PASSAGE TO READ ::

Dao Foods Announces Second Cohort of Alternative Protein Ventures
Dao Foods International welcomes its second Cohort of Chinese and China-focused alternative protein ventures under its Dao Foods Incubator initiative.
“In our Incubator’s first cohort, the majority of our companies were consumer-facing companies that have been directly introducing new alternative protein foods in the market,” said Albert Tseng, co-founder of Dao Foods International. “In this second cohort, we are excited to support more supply-oriented companies that are using science and technology to cultivate novel proteins that offer new functionality and scalability. We need both demand- and supply-side solutions, and we are seeing more and more innovators spanning this spectrum across different regions of China.”
Dao Foods Incubator’s second cohort hails from different parts of China including a cross-border cell-based company from the U.S., which intends to have China as part of its strategy. All these ventures have adopted a tech-driven approach, and the founding teams have a strong science background or solid technology partnership with relevant Chinese academic institutions.
Dao Foods Incubator’s second cohort includes:
- Shanghai Protein: Founded by a team of scientists who have created a process for upcycling soybean pulp (okara) from food processing into sustainable protein powder for a series of healthy food products.
- ShiShen Food Technology: With its traditional Chinese medicine background, ShiShen has been working with the Shanghai University of Traditional Chinese Medicine and the Chinese Academy of Sciences to develop their plant-based food products.
- Cultured Decadence: This cell-based lobster company is the first cross-border venture recruited by the Dao Foods Incubator.
- Geb Impact Technology: With the backing of the Hong Kong government, Geb Impact cultivates and ferments microalgae for alternative protein applications.
- Blue Canopy: Blue Canopy supplies food companies with affordable, nutritious, and tasty protein ingredients for alternative meat products through traditional mycelium fermentation or their proprietary precision-fermentation processes.
“The alternative protein sector is still quite nascent in China,” said Tao Zhang, co-founder of Dao Foods. “Though momentum has been building up in this sector over the past two years, the mainstream consumer knowledge and adoption of new protein products are far from there yet. The game changers will be those entrepreneurs who know how to conquer the stomachs and minds of China’s mainstream consumers. We hope that an army of such entrepreneurs can be nurtured and developed via the Dao Foods Incubator to achieve the positive environmental and climate impact we aim to achieve in and from China.”

EXTRACTED INFORMATION ::

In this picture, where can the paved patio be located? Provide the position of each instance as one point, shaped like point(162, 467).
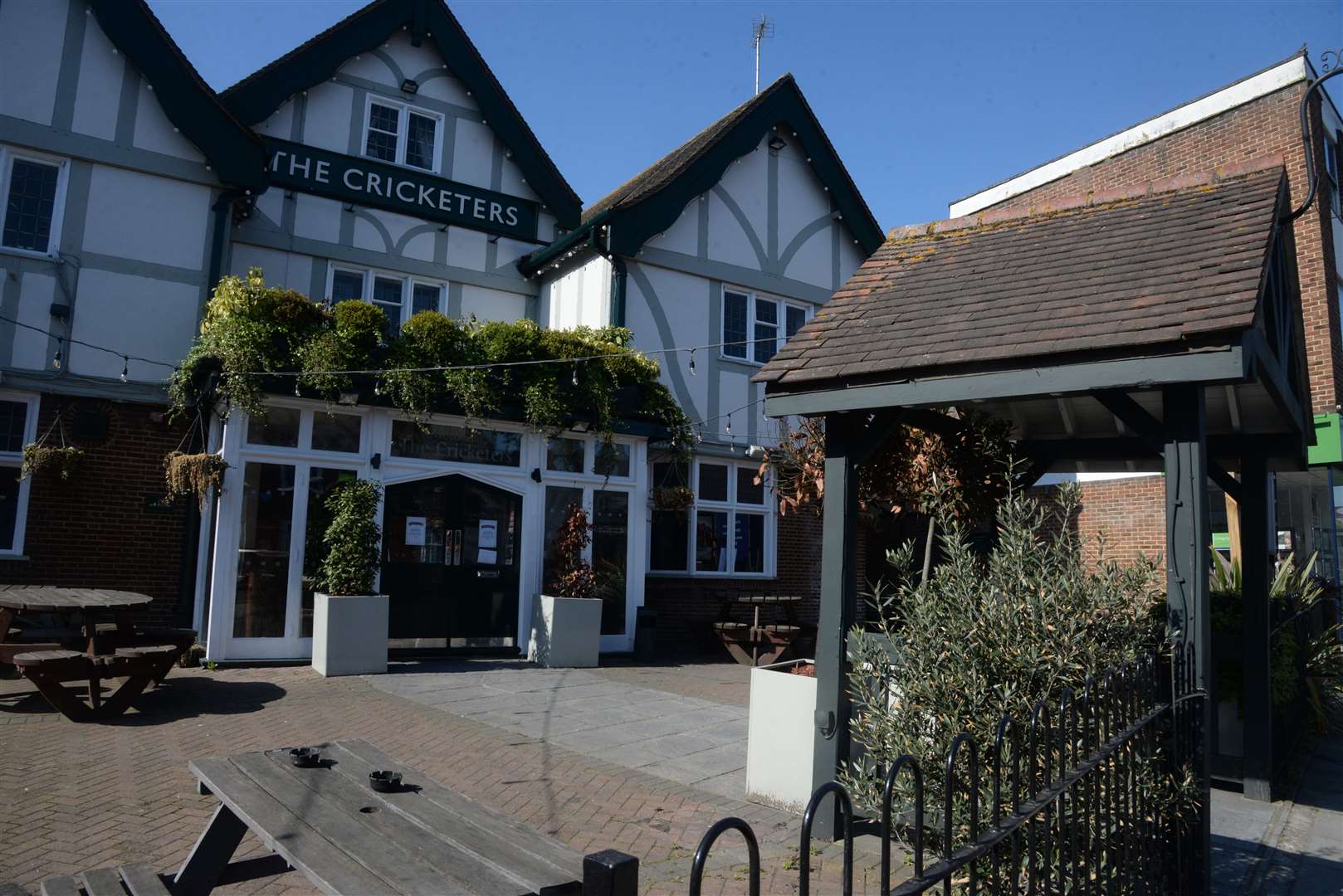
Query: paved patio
point(81, 796)
point(688, 739)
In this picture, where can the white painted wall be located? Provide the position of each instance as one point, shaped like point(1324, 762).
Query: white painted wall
point(32, 35)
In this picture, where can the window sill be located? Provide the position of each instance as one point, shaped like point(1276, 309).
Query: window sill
point(28, 253)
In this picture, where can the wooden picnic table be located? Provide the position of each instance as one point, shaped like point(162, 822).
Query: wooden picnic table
point(108, 649)
point(755, 642)
point(326, 822)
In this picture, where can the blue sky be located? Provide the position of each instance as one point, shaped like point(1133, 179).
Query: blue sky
point(924, 101)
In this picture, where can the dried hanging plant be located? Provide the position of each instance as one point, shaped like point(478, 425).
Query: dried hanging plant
point(41, 458)
point(193, 475)
point(672, 497)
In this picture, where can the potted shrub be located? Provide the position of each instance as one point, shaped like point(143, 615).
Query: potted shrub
point(780, 733)
point(349, 618)
point(567, 622)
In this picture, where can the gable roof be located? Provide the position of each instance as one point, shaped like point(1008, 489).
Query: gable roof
point(1165, 268)
point(235, 153)
point(261, 93)
point(652, 201)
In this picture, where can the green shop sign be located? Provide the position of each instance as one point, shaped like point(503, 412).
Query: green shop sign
point(367, 182)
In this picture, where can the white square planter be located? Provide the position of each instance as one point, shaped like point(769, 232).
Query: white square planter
point(349, 635)
point(565, 631)
point(780, 737)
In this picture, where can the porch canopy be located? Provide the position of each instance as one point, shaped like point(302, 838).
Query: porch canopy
point(1150, 328)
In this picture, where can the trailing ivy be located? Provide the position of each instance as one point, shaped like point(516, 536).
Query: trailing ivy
point(252, 331)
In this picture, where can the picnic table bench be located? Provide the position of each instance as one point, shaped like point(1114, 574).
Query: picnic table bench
point(755, 642)
point(95, 650)
point(326, 822)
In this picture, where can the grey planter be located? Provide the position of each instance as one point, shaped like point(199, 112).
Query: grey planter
point(349, 635)
point(565, 631)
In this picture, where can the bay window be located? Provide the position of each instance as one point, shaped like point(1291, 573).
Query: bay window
point(399, 296)
point(754, 327)
point(725, 531)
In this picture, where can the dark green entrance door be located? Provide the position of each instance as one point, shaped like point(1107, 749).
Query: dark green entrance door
point(450, 563)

CHECK YOUR UNDERSTANDING ::
A) List every venture named as part of the second cohort in the Dao Foods announcement.
B) Answer these questions from the Dao Foods announcement, one line each:
(i) What does Shanghai Protein upcycle into protein powder?
(ii) Which government backs Geb Impact Technology?
(iii) According to Tao Zhang, over what period has momentum been building in the sector?
C) Return the part of the Dao Foods announcement that begins at the words "- Blue Canopy: Blue" and stops after "proprietary precision-fermentation processes.", copied verbatim.
The records are not needed for this work.

PER-TASK ANSWERS ::
A)
Shanghai Protein
ShiShen Food Technology
Cultured Decadence
Geb Impact Technology
Blue Canopy

B)
(i) Soybean pulp (okara) from food processing
(ii) The Hong Kong government
(iii) The past two years

C)
- Blue Canopy: Blue Canopy supplies food companies with affordable, nutritious, and tasty protein ingredients for alternative meat products through traditional mycelium fermentation or their proprietary precision-fermentation processes.